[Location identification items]
**********

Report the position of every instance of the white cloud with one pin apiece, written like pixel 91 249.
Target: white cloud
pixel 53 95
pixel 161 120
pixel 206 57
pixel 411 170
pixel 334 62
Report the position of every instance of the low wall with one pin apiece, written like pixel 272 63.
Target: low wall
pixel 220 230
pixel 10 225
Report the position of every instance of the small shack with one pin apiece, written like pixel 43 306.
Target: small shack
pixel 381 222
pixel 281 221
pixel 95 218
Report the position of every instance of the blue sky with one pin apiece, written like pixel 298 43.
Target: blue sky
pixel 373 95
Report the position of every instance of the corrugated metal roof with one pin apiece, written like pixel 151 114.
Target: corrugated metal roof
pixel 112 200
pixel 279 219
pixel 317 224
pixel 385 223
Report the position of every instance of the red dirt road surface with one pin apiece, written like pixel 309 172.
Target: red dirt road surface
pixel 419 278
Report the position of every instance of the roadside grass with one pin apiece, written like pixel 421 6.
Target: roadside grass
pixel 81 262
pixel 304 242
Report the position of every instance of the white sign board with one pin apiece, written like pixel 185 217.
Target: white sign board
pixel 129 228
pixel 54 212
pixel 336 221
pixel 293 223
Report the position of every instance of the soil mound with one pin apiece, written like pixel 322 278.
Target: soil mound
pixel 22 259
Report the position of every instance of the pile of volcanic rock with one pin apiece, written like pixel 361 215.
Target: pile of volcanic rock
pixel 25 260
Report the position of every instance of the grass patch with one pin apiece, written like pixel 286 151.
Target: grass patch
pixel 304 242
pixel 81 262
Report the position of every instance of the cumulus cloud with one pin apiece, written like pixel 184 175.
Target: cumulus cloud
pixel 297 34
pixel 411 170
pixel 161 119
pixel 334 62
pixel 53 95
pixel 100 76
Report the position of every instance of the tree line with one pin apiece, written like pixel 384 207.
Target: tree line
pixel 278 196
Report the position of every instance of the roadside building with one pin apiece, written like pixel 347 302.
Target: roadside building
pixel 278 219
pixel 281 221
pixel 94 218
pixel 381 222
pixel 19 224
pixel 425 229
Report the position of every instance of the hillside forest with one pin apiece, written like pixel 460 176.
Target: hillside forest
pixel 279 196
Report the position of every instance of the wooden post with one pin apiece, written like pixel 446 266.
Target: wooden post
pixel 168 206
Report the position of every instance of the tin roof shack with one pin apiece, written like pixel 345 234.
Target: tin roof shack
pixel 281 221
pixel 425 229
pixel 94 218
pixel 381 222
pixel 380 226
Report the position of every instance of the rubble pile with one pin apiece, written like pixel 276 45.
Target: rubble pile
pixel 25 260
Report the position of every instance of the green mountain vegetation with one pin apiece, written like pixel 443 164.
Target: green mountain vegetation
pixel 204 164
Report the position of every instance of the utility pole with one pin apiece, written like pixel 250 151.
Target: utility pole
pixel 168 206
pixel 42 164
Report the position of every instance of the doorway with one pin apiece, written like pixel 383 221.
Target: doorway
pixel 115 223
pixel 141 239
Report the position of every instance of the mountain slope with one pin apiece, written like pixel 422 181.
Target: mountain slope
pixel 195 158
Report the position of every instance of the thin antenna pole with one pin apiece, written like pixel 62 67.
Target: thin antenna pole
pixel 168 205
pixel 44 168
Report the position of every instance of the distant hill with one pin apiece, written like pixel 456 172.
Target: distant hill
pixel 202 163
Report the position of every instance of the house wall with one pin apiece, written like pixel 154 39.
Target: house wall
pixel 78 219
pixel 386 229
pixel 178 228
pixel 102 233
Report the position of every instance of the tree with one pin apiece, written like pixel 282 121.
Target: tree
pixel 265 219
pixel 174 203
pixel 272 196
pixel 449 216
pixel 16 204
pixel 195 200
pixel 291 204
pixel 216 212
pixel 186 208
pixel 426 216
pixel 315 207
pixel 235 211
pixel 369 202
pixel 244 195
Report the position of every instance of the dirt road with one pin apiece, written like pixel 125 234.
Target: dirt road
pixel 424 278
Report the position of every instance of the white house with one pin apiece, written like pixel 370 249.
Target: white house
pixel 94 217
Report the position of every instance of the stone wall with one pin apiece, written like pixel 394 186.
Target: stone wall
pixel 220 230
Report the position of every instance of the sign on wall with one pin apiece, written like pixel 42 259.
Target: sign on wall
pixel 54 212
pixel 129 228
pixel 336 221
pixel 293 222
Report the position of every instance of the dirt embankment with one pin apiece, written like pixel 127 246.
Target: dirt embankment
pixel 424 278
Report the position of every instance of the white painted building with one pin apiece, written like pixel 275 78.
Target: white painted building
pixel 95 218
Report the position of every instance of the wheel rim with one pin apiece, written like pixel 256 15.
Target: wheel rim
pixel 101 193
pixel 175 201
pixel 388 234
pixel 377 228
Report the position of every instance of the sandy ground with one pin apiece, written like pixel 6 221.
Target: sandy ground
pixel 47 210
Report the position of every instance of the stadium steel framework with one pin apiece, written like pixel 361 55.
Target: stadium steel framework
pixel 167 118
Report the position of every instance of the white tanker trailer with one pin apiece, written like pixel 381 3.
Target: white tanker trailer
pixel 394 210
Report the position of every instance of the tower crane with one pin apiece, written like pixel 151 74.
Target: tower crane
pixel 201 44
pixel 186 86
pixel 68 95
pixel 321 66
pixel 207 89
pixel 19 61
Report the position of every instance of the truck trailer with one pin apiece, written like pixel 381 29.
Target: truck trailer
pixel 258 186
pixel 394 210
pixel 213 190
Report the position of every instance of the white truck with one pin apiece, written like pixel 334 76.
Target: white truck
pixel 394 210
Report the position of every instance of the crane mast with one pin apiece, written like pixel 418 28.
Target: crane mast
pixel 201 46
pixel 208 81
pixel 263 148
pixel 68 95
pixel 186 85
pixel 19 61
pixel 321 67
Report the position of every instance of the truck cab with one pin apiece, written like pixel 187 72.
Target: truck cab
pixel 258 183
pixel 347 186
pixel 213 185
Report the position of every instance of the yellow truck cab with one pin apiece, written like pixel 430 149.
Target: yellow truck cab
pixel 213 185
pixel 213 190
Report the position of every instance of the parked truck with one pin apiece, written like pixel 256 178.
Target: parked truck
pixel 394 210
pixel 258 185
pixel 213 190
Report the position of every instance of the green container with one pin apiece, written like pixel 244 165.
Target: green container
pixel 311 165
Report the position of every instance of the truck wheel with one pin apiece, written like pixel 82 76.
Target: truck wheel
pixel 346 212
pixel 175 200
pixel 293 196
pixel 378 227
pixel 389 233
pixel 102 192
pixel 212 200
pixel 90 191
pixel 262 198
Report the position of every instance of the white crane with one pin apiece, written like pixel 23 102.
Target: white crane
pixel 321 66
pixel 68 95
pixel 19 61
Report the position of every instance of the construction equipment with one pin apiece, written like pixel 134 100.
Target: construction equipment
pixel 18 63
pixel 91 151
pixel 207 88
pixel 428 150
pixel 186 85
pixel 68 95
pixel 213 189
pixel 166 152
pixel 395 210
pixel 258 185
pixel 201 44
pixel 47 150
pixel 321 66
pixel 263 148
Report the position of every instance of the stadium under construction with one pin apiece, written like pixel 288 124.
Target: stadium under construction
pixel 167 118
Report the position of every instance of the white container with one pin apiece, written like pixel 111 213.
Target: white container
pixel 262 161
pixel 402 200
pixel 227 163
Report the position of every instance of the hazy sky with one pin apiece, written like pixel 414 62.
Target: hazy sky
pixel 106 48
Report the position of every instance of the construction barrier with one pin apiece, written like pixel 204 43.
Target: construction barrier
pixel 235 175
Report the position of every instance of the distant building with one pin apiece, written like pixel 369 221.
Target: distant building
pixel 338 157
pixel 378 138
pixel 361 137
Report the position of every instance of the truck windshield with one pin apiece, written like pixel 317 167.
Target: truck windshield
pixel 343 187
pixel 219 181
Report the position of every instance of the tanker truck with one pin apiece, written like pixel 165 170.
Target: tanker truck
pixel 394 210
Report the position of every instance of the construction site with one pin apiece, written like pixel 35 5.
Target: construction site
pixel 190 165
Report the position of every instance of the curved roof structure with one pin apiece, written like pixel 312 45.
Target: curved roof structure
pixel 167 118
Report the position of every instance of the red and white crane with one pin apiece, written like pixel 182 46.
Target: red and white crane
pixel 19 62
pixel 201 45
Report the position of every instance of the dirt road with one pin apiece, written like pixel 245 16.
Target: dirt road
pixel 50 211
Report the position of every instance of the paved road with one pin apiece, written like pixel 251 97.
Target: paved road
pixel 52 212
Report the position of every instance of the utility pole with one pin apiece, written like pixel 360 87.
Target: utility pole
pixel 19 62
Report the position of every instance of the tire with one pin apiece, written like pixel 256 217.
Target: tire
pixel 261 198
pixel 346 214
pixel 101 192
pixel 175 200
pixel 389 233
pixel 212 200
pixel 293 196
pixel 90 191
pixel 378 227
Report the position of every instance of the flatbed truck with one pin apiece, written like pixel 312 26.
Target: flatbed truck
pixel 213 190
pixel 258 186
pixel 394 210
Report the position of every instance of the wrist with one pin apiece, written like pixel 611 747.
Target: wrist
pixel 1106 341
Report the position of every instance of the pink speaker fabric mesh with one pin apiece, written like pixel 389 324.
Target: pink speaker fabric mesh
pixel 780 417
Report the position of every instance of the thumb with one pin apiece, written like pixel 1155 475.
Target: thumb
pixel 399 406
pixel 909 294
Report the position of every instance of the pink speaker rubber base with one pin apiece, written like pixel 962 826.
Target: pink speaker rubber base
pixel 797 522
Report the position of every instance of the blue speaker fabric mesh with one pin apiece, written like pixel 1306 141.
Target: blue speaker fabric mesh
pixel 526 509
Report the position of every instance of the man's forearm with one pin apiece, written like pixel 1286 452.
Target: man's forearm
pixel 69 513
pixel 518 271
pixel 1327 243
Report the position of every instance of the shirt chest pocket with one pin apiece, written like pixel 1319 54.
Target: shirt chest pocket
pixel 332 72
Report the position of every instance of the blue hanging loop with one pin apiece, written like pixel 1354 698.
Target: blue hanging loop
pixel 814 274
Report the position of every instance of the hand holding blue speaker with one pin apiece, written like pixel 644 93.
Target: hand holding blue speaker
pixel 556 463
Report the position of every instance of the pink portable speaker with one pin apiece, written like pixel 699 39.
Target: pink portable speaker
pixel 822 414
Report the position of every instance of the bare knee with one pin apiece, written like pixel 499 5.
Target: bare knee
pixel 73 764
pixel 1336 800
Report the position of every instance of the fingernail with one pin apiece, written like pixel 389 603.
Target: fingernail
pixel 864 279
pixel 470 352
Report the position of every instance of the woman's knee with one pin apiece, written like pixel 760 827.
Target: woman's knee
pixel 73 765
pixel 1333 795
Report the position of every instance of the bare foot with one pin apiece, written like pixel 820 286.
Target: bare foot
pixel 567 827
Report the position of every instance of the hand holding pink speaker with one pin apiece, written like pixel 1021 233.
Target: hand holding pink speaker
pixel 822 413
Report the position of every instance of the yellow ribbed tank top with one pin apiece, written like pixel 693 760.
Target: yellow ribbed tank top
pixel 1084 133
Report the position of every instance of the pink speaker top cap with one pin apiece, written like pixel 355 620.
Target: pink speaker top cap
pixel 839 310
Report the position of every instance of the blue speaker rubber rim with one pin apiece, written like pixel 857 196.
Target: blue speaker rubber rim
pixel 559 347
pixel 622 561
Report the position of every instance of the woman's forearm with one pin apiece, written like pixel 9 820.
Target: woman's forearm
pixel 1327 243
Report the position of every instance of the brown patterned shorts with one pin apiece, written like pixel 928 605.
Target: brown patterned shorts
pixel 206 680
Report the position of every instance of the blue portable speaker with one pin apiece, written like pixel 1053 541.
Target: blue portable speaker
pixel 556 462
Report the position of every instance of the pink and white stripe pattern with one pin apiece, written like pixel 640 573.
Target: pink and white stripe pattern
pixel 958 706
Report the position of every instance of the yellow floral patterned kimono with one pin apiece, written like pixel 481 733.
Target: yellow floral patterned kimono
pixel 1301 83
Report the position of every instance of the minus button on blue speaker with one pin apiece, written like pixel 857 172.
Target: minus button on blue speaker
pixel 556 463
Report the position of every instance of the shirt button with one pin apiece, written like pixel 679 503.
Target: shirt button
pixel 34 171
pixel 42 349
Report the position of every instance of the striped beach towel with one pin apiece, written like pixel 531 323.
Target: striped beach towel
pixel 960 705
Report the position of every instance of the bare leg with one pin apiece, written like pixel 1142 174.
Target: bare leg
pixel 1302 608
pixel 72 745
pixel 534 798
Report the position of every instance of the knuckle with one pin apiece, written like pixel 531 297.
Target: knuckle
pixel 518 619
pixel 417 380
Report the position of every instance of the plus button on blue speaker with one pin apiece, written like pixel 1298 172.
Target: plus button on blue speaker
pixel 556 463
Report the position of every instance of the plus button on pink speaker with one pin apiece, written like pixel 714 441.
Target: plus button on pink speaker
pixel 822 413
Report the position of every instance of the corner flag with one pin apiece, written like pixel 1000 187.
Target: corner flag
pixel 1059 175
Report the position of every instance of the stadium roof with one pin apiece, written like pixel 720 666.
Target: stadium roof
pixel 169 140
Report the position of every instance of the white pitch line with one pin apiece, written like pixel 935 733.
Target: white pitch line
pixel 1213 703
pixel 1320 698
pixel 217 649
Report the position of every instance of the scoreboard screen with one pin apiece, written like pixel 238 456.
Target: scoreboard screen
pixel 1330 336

**********

> **EXERCISE REQUIREMENTS**
From the line holding "pixel 1298 172." to the last line of the records, quote each line exactly and add nothing.

> **EXERCISE ANSWER**
Report the position of every instance of the plus button on blue speaker with one pin apiece, written like pixel 1298 172.
Target: plus button on blue speaker
pixel 556 463
Report the position of every instance of the plus button on pink speaker with one pin apiece, written like pixel 714 441.
Target: plus button on pink speaker
pixel 822 413
Report the position of every instance of the corner flag with one pin apiece, written like pixel 1000 187.
Target: corner flag
pixel 1059 175
Report the position of every instance of the stadium roof with one pin apiece, written like pixel 720 666.
Target: stadium roof
pixel 169 140
Report the position of every instance of the white pitch line with one pin apiece, written like pixel 935 733.
Target: white pitch line
pixel 1213 703
pixel 1320 698
pixel 217 649
Report the position of every instance of the scoreboard screen with one pin apiece, written like pixel 238 456.
Target: scoreboard screen
pixel 1330 336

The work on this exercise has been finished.